● **SET PROBLEM 1**:
Please begin at the first line of the records and stop after the line that contains "left=145, top=138, right=162, bottom=147", then express those lines as a JSON list of strings, one string per line, with blank lines omitted.

╭─ TEXT PASSAGE

I think time of day tends to effect our tastes more than we acknowledge. Or even time of year - mental state all of those things. As I dig deeper into music/book/whatever discovery its more likely that Ill be confronted with something unusual or out of the norm. What Im noticing is how *when* I come across these things I can imagine a time in which I am enjoying said thing? The thing that brought this up is iconoclasm by Buck-tick, a wild 90s rock song which smacked me in the face this morning at 8:30am. There's something so comical about being confronted in such a situation. Makes you take a step back and recognize the absurdity of life. But here I am listening to growls and rhythmic tappings - knowing that I am getting nothing out of this. Maybe it is for the future? I lean towards that mode of thinking - most things in the world are not "never" but rather "not yet" -and maybe I am around when that final check gets cashed.

╰─
╭─ AVAILABLE DATA

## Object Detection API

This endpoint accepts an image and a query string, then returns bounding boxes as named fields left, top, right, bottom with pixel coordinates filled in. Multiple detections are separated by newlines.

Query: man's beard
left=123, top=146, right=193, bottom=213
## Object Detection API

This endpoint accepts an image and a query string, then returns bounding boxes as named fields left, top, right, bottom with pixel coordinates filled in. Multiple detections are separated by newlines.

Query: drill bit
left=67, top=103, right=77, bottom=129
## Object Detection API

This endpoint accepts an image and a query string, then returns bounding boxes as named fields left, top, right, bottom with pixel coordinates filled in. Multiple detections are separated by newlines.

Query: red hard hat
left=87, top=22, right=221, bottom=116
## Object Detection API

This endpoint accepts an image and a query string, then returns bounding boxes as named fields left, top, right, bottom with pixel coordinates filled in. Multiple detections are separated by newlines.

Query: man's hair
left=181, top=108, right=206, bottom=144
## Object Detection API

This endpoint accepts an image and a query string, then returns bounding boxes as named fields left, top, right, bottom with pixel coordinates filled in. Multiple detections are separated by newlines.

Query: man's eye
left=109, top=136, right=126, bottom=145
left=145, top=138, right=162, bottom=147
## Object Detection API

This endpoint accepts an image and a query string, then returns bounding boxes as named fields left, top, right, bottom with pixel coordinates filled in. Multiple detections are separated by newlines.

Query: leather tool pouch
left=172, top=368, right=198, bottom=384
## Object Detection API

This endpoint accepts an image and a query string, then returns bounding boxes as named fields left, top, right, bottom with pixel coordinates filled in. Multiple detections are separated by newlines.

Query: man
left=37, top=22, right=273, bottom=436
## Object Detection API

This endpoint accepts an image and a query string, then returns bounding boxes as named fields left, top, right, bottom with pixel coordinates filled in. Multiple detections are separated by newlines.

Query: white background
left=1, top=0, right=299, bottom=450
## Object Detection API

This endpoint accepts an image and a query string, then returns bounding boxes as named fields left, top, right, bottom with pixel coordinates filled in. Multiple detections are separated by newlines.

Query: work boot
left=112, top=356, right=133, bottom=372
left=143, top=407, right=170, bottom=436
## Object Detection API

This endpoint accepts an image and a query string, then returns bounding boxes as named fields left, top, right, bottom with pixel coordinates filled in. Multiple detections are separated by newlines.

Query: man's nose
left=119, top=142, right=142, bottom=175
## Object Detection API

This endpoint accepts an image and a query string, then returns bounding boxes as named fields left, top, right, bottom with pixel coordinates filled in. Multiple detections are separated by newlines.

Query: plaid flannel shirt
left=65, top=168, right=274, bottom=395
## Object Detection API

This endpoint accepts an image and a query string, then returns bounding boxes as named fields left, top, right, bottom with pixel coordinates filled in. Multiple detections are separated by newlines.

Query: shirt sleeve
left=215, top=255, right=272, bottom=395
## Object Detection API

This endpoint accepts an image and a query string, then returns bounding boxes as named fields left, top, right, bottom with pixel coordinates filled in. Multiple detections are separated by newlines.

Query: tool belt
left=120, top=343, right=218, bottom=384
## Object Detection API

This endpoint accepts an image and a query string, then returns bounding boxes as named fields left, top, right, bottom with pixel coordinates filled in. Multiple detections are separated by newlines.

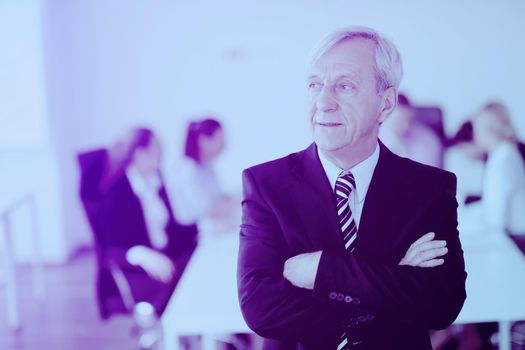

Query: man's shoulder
left=243, top=150, right=305, bottom=178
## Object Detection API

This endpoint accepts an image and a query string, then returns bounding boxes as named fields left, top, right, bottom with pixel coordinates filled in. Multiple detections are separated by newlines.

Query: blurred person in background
left=170, top=118, right=240, bottom=232
left=472, top=102, right=525, bottom=246
left=444, top=118, right=487, bottom=208
left=379, top=93, right=443, bottom=167
left=94, top=128, right=197, bottom=316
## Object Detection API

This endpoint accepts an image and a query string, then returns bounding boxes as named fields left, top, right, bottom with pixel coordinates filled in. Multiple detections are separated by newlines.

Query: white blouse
left=167, top=157, right=223, bottom=224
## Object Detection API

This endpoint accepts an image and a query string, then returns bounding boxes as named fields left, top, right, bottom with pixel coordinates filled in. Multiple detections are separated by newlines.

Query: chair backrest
left=77, top=149, right=106, bottom=253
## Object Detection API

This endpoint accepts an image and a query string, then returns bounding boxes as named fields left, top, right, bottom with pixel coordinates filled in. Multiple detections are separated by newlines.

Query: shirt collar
left=317, top=143, right=379, bottom=202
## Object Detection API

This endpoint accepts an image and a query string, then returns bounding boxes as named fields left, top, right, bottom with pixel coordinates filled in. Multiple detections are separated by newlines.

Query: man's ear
left=377, top=87, right=397, bottom=124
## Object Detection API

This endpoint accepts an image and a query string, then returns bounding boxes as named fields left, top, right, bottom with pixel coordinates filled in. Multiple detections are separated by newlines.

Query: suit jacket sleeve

╰─

● **SET PROBLEM 2**:
In the passage on shifting tastes, list every factor it names as affecting our tastes.

● **PROBLEM SOLUTION 1**:
[
  "## Object Detection API",
  "This endpoint accepts an image and a query string, then returns bounding boxes as named fields left, top, right, bottom with pixel coordinates filled in. Multiple detections are separated by newlines.",
  "Query: man's beard",
  "left=123, top=146, right=193, bottom=213",
  "## Object Detection API",
  "This endpoint accepts an image and a query string, then returns bounding boxes as named fields left, top, right, bottom with pixel coordinates filled in. Multiple detections are separated by newlines.",
  "Query: drill bit",
  "left=67, top=103, right=77, bottom=129",
  "## Object Detection API",
  "This endpoint accepts an image and a query string, then returns bounding boxes as named fields left, top, right, bottom with pixel coordinates filled in. Multiple detections are separated by newlines.",
  "Query: red hard hat",
  "left=87, top=22, right=221, bottom=116",
  "## Object Detection API",
  "This endpoint accepts an image and a query string, then returns bounding boxes as named fields left, top, right, bottom with pixel coordinates filled in. Multiple detections are separated by newlines.",
  "Query: man's hair",
  "left=181, top=108, right=206, bottom=144",
  "## Object Detection API",
  "This endpoint accepts an image and a query string, then returns bounding boxes as named fields left, top, right, bottom with pixel coordinates filled in. Multiple detections are separated by newlines.",
  "Query: man's eye",
  "left=109, top=136, right=126, bottom=145",
  "left=145, top=138, right=162, bottom=147"
]

● **PROBLEM SOLUTION 2**:
- time of day
- time of year
- mental state